"""

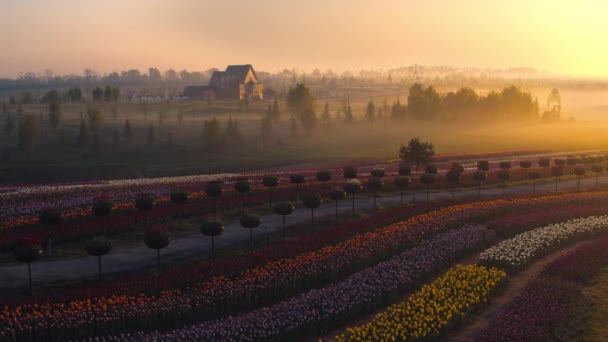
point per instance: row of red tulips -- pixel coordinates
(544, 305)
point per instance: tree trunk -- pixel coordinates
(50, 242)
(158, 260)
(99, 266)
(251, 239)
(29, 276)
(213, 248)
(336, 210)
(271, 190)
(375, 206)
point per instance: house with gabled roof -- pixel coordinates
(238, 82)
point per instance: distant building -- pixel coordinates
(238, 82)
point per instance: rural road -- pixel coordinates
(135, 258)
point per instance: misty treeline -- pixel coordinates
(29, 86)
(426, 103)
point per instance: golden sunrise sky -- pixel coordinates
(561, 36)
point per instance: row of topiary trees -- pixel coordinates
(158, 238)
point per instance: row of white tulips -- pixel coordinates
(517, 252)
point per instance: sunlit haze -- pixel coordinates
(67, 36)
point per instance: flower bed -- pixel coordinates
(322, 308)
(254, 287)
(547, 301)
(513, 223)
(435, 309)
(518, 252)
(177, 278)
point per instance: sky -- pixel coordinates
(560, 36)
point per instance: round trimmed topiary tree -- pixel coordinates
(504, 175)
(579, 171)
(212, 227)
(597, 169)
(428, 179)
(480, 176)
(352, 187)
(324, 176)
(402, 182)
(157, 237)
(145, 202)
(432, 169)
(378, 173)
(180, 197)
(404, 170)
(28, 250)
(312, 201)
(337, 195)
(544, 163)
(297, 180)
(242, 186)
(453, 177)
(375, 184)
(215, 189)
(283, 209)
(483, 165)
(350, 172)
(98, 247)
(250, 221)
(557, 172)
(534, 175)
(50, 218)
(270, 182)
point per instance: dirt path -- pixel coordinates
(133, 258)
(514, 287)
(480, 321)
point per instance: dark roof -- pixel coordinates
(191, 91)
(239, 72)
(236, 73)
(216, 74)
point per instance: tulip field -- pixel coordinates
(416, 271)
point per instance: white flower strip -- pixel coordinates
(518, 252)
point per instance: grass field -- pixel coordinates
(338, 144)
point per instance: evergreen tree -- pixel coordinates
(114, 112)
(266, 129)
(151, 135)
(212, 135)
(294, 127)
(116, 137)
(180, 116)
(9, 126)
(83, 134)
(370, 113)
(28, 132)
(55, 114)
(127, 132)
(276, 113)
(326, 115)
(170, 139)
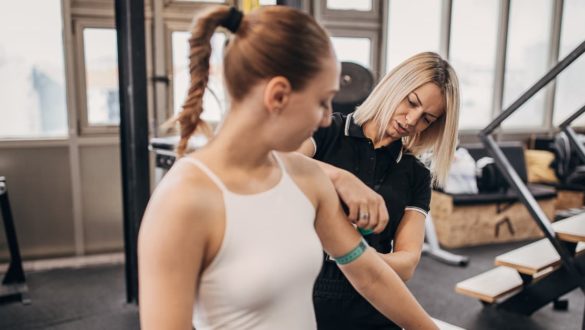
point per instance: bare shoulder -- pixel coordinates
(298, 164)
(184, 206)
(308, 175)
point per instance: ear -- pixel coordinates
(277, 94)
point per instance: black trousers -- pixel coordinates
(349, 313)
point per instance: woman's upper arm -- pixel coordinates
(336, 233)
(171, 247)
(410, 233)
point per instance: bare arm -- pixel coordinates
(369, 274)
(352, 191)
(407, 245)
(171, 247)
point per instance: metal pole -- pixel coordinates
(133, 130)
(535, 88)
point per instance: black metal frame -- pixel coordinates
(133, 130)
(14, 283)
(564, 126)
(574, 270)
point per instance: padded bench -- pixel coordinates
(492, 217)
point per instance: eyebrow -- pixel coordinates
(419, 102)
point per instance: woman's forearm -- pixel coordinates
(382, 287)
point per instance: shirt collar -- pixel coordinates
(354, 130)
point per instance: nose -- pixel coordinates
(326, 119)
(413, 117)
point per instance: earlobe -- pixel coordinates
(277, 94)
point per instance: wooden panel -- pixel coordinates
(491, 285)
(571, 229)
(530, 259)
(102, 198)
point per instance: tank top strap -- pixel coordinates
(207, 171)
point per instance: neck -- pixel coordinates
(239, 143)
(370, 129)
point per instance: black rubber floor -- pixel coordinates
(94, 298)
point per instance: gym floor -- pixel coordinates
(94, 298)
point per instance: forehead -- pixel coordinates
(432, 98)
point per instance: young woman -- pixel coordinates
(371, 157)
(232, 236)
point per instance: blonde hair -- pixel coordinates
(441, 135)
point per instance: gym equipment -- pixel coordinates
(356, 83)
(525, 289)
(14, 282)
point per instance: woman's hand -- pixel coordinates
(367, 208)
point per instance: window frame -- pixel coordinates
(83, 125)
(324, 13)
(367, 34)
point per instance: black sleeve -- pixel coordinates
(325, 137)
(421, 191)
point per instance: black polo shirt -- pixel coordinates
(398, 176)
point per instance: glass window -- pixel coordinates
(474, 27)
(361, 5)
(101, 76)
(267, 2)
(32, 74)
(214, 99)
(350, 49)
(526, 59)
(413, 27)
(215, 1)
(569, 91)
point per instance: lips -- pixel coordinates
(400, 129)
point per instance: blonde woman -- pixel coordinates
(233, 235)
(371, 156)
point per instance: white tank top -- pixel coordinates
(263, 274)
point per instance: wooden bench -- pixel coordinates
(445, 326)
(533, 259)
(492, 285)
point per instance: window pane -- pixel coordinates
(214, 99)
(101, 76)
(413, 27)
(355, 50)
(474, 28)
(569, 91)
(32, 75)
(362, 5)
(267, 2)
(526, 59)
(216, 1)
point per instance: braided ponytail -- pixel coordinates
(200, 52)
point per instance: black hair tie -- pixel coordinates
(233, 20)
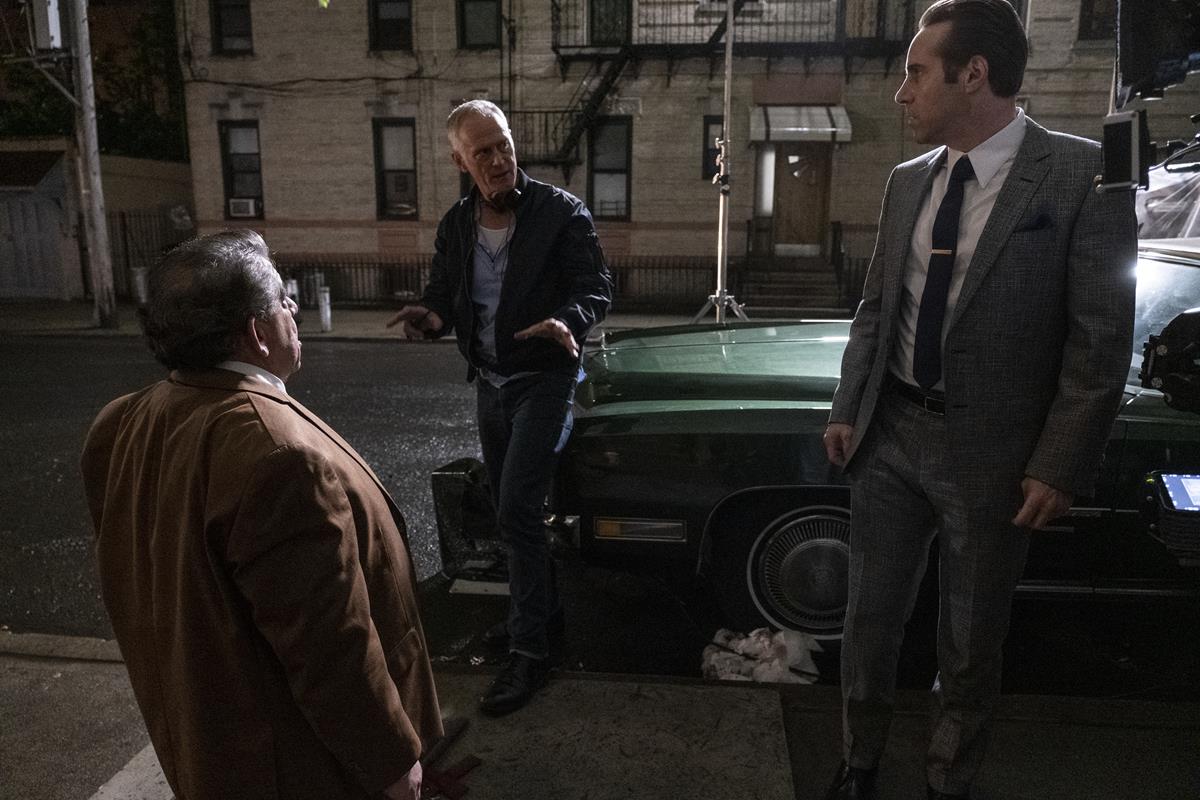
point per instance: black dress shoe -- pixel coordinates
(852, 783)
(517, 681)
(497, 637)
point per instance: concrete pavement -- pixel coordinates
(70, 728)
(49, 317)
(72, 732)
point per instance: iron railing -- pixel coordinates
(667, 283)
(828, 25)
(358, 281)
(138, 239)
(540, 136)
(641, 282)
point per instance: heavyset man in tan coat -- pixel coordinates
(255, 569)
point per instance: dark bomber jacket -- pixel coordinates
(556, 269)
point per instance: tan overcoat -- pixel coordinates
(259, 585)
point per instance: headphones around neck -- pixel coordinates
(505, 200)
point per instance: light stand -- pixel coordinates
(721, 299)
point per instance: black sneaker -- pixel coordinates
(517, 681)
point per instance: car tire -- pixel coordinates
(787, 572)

"""

Exercise details:
Hand back the records above exactly as they are, pictures excluded.

Exercise answer:
point per instance: row of red tulips -- pixel coordinates
(544, 305)
point per instance: tree trunk -- pixel coordinates
(50, 242)
(158, 260)
(99, 266)
(251, 239)
(29, 276)
(213, 248)
(336, 210)
(271, 190)
(375, 206)
point per instance: house with gabled roof -- pixel coordinates
(238, 82)
point per instance: distant building -- pixel coordinates
(238, 82)
point per instance: rural road -- pixel coordinates
(135, 258)
point per instance: misty treeline -- pixel coordinates
(29, 86)
(426, 103)
point per instance: golden sunrise sky -- pixel coordinates
(561, 36)
point per instance: row of topiary trees -- pixel coordinates
(158, 238)
point per instance: row of white tulips -- pixel coordinates
(517, 252)
point per instance: sunlit haze -- pixel coordinates
(67, 36)
point per instance: flower bed -- pixel coordinates
(322, 308)
(254, 287)
(547, 301)
(513, 223)
(435, 309)
(518, 252)
(177, 278)
point per instance: sky -- pixel coordinates
(560, 36)
point per instance: round trimmed topiary tree -- pixel coordinates
(504, 175)
(579, 171)
(212, 227)
(597, 169)
(428, 179)
(480, 176)
(352, 187)
(324, 176)
(402, 182)
(157, 237)
(145, 202)
(432, 169)
(378, 173)
(180, 197)
(404, 170)
(28, 250)
(312, 201)
(337, 195)
(544, 163)
(297, 180)
(242, 186)
(453, 177)
(375, 184)
(215, 189)
(283, 209)
(483, 165)
(350, 172)
(98, 247)
(250, 221)
(557, 172)
(534, 175)
(50, 218)
(270, 182)
point per instance: dirt path -- pixel coordinates
(133, 258)
(514, 287)
(480, 321)
point per instance: dark roof -- pixel coordinates
(191, 91)
(239, 72)
(236, 73)
(216, 74)
point per instance: tulip field -- pixel coordinates
(416, 271)
point per instance: white flower strip -- pixel coordinates
(518, 252)
point per instance: grass field -- pixel coordinates
(338, 144)
point per instance: evergreen tree -- pixel coordinates
(114, 112)
(266, 129)
(151, 135)
(212, 135)
(294, 127)
(116, 137)
(180, 116)
(9, 126)
(83, 134)
(370, 113)
(28, 132)
(55, 114)
(127, 132)
(276, 113)
(326, 115)
(170, 139)
point per instance: bare shoulder -- pixel coordinates
(298, 164)
(184, 206)
(308, 175)
point per instance: ear -- pixel coordinates
(277, 94)
point per instance: black trousers -- pixel coordinates
(349, 313)
point per instance: woman's upper arm -- pixel coordinates
(336, 233)
(171, 247)
(410, 233)
point per instance: bare arm -- pixel coordinates
(369, 274)
(352, 191)
(407, 245)
(171, 247)
point per instance: metal pole -- pixel coordinates
(133, 130)
(535, 88)
point per instance: black metal frame -- pixel coordinates
(133, 130)
(14, 283)
(564, 126)
(574, 270)
point per instance: padded bench -- pixel coordinates
(492, 217)
point per instance: eyebrow -- pixel coordinates
(419, 102)
point per instance: woman's forearm -- pixel coordinates
(382, 287)
point per instance: shirt collar -- pixel coordinates
(354, 130)
point per instance: nose -- pixel coordinates
(326, 119)
(413, 117)
point per instance: earlobe -- pixel coordinates
(277, 94)
point per instance: wooden panel -- pixel coordinates
(491, 285)
(571, 229)
(530, 259)
(102, 198)
point per instance: tank top strap -- pixel coordinates
(207, 171)
point per instance: neck -- pixel coordinates
(239, 143)
(370, 129)
point per instance: black rubber floor -- pixel coordinates
(94, 298)
point per instance: gym floor -- pixel coordinates
(94, 298)
point per instance: forehead -- pixel coordinates
(432, 98)
point per instance: young woman -- pixel coordinates
(371, 157)
(232, 236)
point per instance: blonde hair -- pixel coordinates
(441, 135)
point per instance: gym equipment -- pixel coordinates
(356, 83)
(525, 289)
(14, 282)
point per instance: woman's hand -- pixel coordinates
(367, 208)
point per instance: window frame -- pixel coordinates
(83, 125)
(324, 13)
(367, 34)
point per instance: black sleeve -- pixel coordinates
(325, 137)
(421, 191)
point per instance: black polo shirt -- pixel coordinates
(398, 176)
point per instance: glass window -- pixel coordinates
(474, 27)
(361, 5)
(101, 76)
(267, 2)
(32, 74)
(214, 99)
(350, 49)
(526, 59)
(413, 27)
(215, 1)
(569, 91)
point per instance: lips -- pixel coordinates
(400, 129)
point per instance: blonde woman -- pixel coordinates
(233, 235)
(371, 156)
point per instance: white tank top -- pixel coordinates
(263, 274)
point per instance: wooden bench -- pixel coordinates
(445, 326)
(533, 259)
(492, 285)
point per instance: window pane -- pixel coordinates
(214, 99)
(101, 76)
(413, 27)
(355, 50)
(474, 28)
(569, 91)
(32, 75)
(362, 5)
(267, 2)
(526, 59)
(216, 1)
point per instance: braided ponytail -- pixel coordinates
(200, 52)
point per instance: black hair tie -- pixel coordinates
(233, 20)
point per instance: black dress shoe -- pixel coordinates
(852, 783)
(517, 681)
(497, 637)
point per instance: concrete pavement -- pixel coordinates
(70, 728)
(49, 317)
(72, 732)
point per instance: iron railing -- pixel coordinates
(667, 283)
(828, 25)
(358, 281)
(138, 239)
(540, 136)
(641, 282)
point per instance: heavyset man in tan coat -- pixel coordinates
(255, 569)
point per instance: dark bomber jacket -- pixel coordinates
(556, 269)
point per instance: tan overcoat -- pixel coordinates
(259, 585)
point per instance: headphones around neck -- pixel coordinates
(505, 200)
point per instance: light stand -- pixel coordinates
(721, 299)
point per instance: black sneaker -- pixel coordinates
(517, 681)
point per instance: car tire -- pixel coordinates
(787, 572)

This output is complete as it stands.